* **Passage provided**
# # # #
# Best tip for spraying trim



## NtContractors (May 14, 2011)

Any suggestion on the best tip for trim? How about the pressure?


----------



## NtContractors (May 14, 2011)

I'm using a titan 440


----------



## Sir Mixalot (Jan 6, 2008)

NtContractors said:


> Any suggestion on the best tip for trim? How about the pressure?


For trim I use a 211 or 311 at around 1/2 pressure (you might have to adjust this to your machine though).:thumbsup:

-Paul


----------



## NtContractors (May 14, 2011)

Thanx Paul.. 
I do have a 315 & 319
Used the 315 and half the doors had runs
... 
Im not really used to spraying doors


----------



## Sir Mixalot (Jan 6, 2008)

NtContractors said:


> Thanx Paul..
> I do have a 315 & 319
> Used the 315 and half the doors had runs
> ...
> Im not really used to spraying doors


Well the last two numbers are orifice size. 
So I would try a 311. It's worth a shot for $20. And another trick is to keep your gun moving and work that trigger.:thumbup:

-Paul


----------



## WarriorWithWood (Jun 30, 2007)

I was in SW the other day grabbing a couple smaller tips for my painter, the guy behind the counter couldn't tell me what the orifice sizes were on the individual tips so I wound up buying 3 and praying. 

Now I know, Thanks Paul.


----------



## Sir Mixalot (Jan 6, 2008)

WarriorWithWood said:


> I was in SW the other day grabbing a couple smaller tips for my painter, the guy behind the counter couldn't tell me what the orifice sizes were on the individual tips so I wound up buying 4 and praying.
> 
> Now I know, Thanks Paul.



Dennis, I'm glad I could help.:thumbsup: 
Also, multiply the the first number on the tip x2 and that is the fan size. So a 311 is a 6" fan with a .11 orifice.:thumbup:

-Paul


----------



## world llc (Dec 9, 2008)

10's, and 11's... a spray shield and a bag of rags to clean off build up


----------



## WarriorWithWood (Jun 30, 2007)

That's what I grabbed, a 211-311-and 411. We wound up using the 311 for oil priming it on horses, and like you said it covered the 5 1/2" siding boards almost perfect. He actually started with a 533 (or something really close to that) and he was painting 3 boards at a time and blowing through gallons WAY too fast.


----------



## NtContractors (May 14, 2011)

Thanx alot guys.. Will start second unit today.. Hope will come out better..


----------



## aptpupil (Jun 12, 2010)

WarriorWithWood said:


> I was in SW the other day grabbing a couple smaller tips for my painter, the guy behind the counter couldn't tell me what the orifice sizes were on the individual tips so I wound up buying 3 and praying.
> 
> Now I know, Thanks Paul.


pretty disappointing that a guy at SW didn't know that as it's pretty fundamental and easy to figure out. you would think any paint clerk worth his salt would have that down on day one.


----------



## JHC (Jun 4, 2010)

Have you seen the persons behind the counter now at SW? Whenever I call I immediately ask for the manager or another employee that I know. So many don't have a clue about the products they are selling. 

I digress. 

To the OP I just blogged about this very topic Sunday. Check it out. 

http://www.johnsonhomeconstruction.com/remodeling-articles/


----------



## Rent A Painter (May 29, 2010)
# # # #
* **Instruction a**
Lay out the listing as a Markdown table with columns Row and Line, from the line containing "Please mark the region of the bird's" up to and including the last line of the listing. Omit blank lines and the pictures.
The forum thread on spray tips and the listing after it come from separate, unrelated sources.
# # # #
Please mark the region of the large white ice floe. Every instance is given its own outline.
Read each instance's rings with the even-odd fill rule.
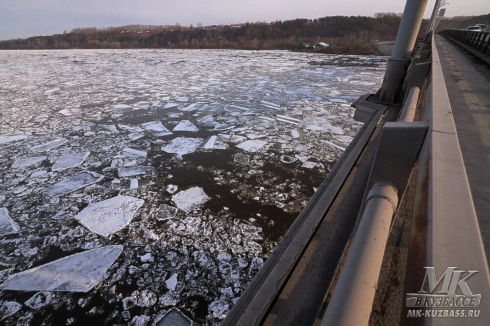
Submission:
[[[167,153],[174,153],[179,155],[183,155],[195,151],[202,142],[202,140],[200,138],[177,137],[172,139],[170,142],[163,146],[162,150]]]
[[[189,120],[182,120],[173,128],[173,131],[197,131],[199,129]]]
[[[208,149],[226,149],[228,148],[228,146],[221,141],[218,136],[212,136],[202,143],[200,148]]]
[[[143,123],[141,126],[146,130],[153,134],[153,136],[160,137],[161,136],[172,135],[172,132],[165,128],[159,121],[154,121],[151,122]]]
[[[42,162],[47,158],[48,157],[46,156],[35,156],[28,159],[21,159],[14,162],[14,163],[12,164],[12,167],[19,168],[30,166],[37,164],[39,162]]]
[[[301,123],[301,127],[309,130],[324,131],[338,135],[343,135],[342,127],[334,126],[329,119],[323,116],[311,116],[304,119]]]
[[[133,165],[121,167],[118,170],[118,172],[120,177],[132,177],[135,175],[144,174],[148,171],[151,171],[153,169],[153,168],[151,166]]]
[[[116,245],[75,254],[11,275],[0,290],[87,292],[122,252]]]
[[[144,203],[143,199],[120,195],[89,205],[75,218],[94,233],[107,236],[129,224]]]
[[[90,155],[90,152],[63,154],[54,163],[51,170],[59,171],[79,165]]]
[[[68,142],[68,140],[66,138],[60,138],[59,139],[55,139],[51,141],[48,141],[45,144],[34,146],[31,147],[31,150],[34,152],[47,152],[53,148],[56,148],[57,147],[61,146],[66,142]]]
[[[119,154],[126,157],[134,159],[140,162],[143,162],[146,160],[147,155],[147,153],[145,151],[140,151],[130,147],[123,148]]]
[[[104,176],[96,172],[84,171],[50,186],[44,192],[49,197],[56,197],[81,189],[103,178]]]
[[[239,148],[241,148],[244,151],[250,152],[250,153],[255,153],[264,147],[264,145],[268,142],[269,142],[268,140],[261,140],[260,139],[253,139],[244,141],[241,144],[239,144],[236,146]]]
[[[17,233],[18,229],[5,207],[0,208],[0,236]]]
[[[183,190],[172,196],[172,201],[179,209],[188,211],[211,199],[204,193],[202,188],[193,187]]]
[[[31,136],[30,133],[23,133],[22,134],[9,134],[0,135],[0,144],[5,144],[11,141],[16,141],[25,139]]]

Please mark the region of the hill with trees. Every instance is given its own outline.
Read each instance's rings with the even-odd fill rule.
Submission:
[[[327,51],[376,53],[378,41],[396,37],[401,14],[327,16],[270,23],[195,27],[128,25],[75,28],[68,32],[0,41],[1,49],[70,48],[235,48],[291,49],[323,42]]]

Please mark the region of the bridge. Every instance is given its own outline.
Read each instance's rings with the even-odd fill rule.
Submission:
[[[490,32],[435,34],[438,0],[417,39],[427,2],[407,0],[381,88],[352,105],[363,127],[222,325],[490,325]]]

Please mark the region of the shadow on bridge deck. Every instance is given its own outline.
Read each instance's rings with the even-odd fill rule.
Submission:
[[[435,35],[435,39],[485,254],[489,260],[490,65],[444,36]]]

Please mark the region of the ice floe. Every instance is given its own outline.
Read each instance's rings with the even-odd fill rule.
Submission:
[[[14,163],[12,164],[12,167],[19,168],[31,166],[31,165],[37,164],[39,162],[43,162],[48,157],[46,156],[36,156],[35,157],[30,157],[28,159],[21,159],[14,162]]]
[[[51,168],[51,171],[59,171],[79,165],[87,159],[90,152],[66,154],[60,156]]]
[[[44,192],[49,197],[56,197],[81,189],[103,178],[104,176],[96,172],[84,171],[50,186]]]
[[[17,233],[18,229],[8,215],[5,207],[0,208],[0,236]]]
[[[254,139],[244,141],[241,144],[236,145],[236,146],[247,152],[255,153],[264,147],[264,145],[268,142],[269,142],[268,140],[261,140],[259,139]]]
[[[200,138],[177,137],[162,147],[162,150],[167,153],[183,155],[196,151],[202,142],[202,140]]]
[[[114,245],[75,254],[11,275],[0,290],[87,292],[122,252]]]
[[[182,120],[172,129],[173,131],[197,131],[199,129],[189,120]]]
[[[45,144],[34,146],[31,147],[31,150],[38,152],[47,152],[53,148],[59,147],[67,142],[68,142],[68,140],[67,139],[60,138],[59,139],[56,139],[51,141],[48,141]]]
[[[211,198],[204,193],[202,188],[197,186],[183,190],[172,196],[172,201],[185,211],[190,210],[210,199]]]
[[[131,222],[144,203],[143,199],[119,195],[89,205],[75,218],[94,233],[107,236]]]

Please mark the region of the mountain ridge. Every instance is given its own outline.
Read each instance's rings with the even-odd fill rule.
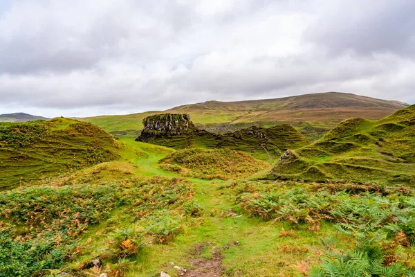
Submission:
[[[91,122],[113,134],[140,131],[144,118],[165,112],[188,114],[194,124],[210,132],[225,133],[252,125],[269,127],[290,124],[311,141],[351,117],[380,119],[407,104],[361,96],[326,92],[282,98],[236,102],[206,101],[178,106],[164,111],[146,111],[124,116],[100,116],[78,118]]]
[[[50,118],[40,116],[33,116],[24,112],[0,114],[0,122],[26,122],[37,120],[48,120]]]

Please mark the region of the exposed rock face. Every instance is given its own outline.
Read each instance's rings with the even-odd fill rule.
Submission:
[[[190,116],[186,114],[156,114],[144,118],[142,124],[144,129],[136,141],[146,141],[149,137],[180,136],[195,128]]]
[[[250,126],[219,134],[196,127],[187,114],[164,114],[143,120],[144,129],[136,141],[183,149],[201,147],[245,151],[254,157],[273,160],[288,149],[308,143],[293,127],[284,124],[265,128]]]

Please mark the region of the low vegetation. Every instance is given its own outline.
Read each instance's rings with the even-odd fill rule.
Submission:
[[[247,177],[270,166],[239,151],[197,148],[176,151],[160,160],[160,163],[163,170],[183,176],[223,180]]]
[[[252,125],[270,127],[281,124],[295,126],[310,141],[320,137],[340,121],[360,116],[382,118],[405,103],[386,101],[350,93],[329,92],[277,99],[240,102],[208,101],[176,107],[164,112],[189,114],[195,125],[210,132],[235,132]],[[123,136],[142,129],[147,116],[163,113],[147,111],[124,116],[102,116],[82,120],[91,122],[113,134]]]
[[[231,149],[248,152],[257,159],[273,161],[288,149],[308,144],[293,126],[282,124],[264,128],[250,126],[223,134],[196,127],[187,114],[162,114],[143,120],[144,129],[136,141],[177,150],[188,148]]]
[[[0,189],[114,160],[119,148],[112,136],[88,123],[0,123]]]
[[[309,145],[284,125],[173,128],[178,150],[1,123],[0,277],[415,276],[414,107]]]
[[[308,276],[412,276],[415,195],[405,187],[245,182],[233,185],[243,211],[264,220],[286,221],[312,231],[334,224],[344,235],[322,240],[321,264]],[[279,236],[295,236],[284,229]],[[350,247],[352,246],[351,248]],[[320,251],[320,250],[319,250]]]
[[[169,243],[183,228],[183,206],[194,190],[182,179],[155,177],[102,185],[34,186],[0,195],[0,276],[30,276],[59,269],[87,247],[77,238],[88,228],[128,207],[128,229],[110,232],[100,255],[111,261],[138,254],[152,243]],[[81,266],[80,269],[83,269]]]
[[[415,106],[379,120],[351,118],[320,140],[290,150],[270,178],[415,184]]]

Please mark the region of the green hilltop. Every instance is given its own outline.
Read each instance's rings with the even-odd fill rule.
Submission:
[[[286,152],[270,178],[415,184],[415,105],[383,119],[350,118],[313,143]]]
[[[0,189],[116,159],[111,135],[89,123],[0,123]]]
[[[398,101],[326,92],[275,99],[207,101],[178,106],[165,111],[100,116],[79,120],[91,122],[116,135],[134,135],[142,129],[142,121],[149,116],[187,114],[196,126],[209,132],[222,134],[253,125],[267,127],[290,124],[309,140],[315,141],[344,119],[356,116],[380,119],[406,106],[407,104]]]
[[[251,126],[223,134],[196,127],[187,114],[162,114],[143,119],[144,129],[136,141],[174,149],[201,148],[247,152],[263,160],[278,158],[288,149],[308,143],[294,127],[283,124],[265,128]]]
[[[311,144],[147,115],[0,123],[0,277],[415,276],[415,106]]]

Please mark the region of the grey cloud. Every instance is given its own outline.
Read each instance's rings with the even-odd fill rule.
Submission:
[[[415,54],[415,1],[335,0],[304,32],[304,39],[335,55],[392,52]]]
[[[0,12],[0,110],[92,116],[324,91],[415,101],[414,5],[397,2],[16,0]]]

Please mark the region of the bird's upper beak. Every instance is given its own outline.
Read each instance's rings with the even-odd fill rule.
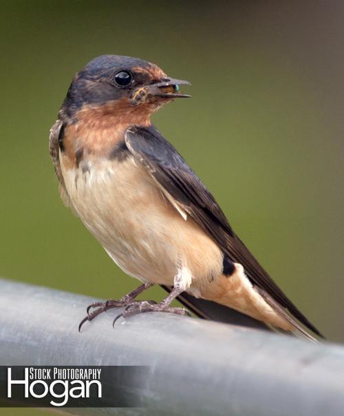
# # # #
* **Instruction b**
In the spray-tip thread, rewrite the words from "pretty disappointing that" up to and including "Check it out.", replacing "counter" with "desk".

* **Solution a**
| Row | Line |
|---|---|
| 1 | Please mark the region of the bird's upper beak. Every instance is given its own outline. |
| 2 | Read each instance's rings with the even-odd fill rule. |

* **Solution b**
pretty disappointing that a guy at SW didn't know that as it's pretty fundamental and easy to figure out. you would think any paint clerk worth his salt would have that down on day one.


----------



## JHC (Jun 4, 2010)

Have you seen the persons behind the desk now at SW? Whenever I call I immediately ask for the manager or another employee that I know. So many don't have a clue about the products they are selling. 

I digress. 

To the OP I just blogged about this very topic Sunday. Check it out.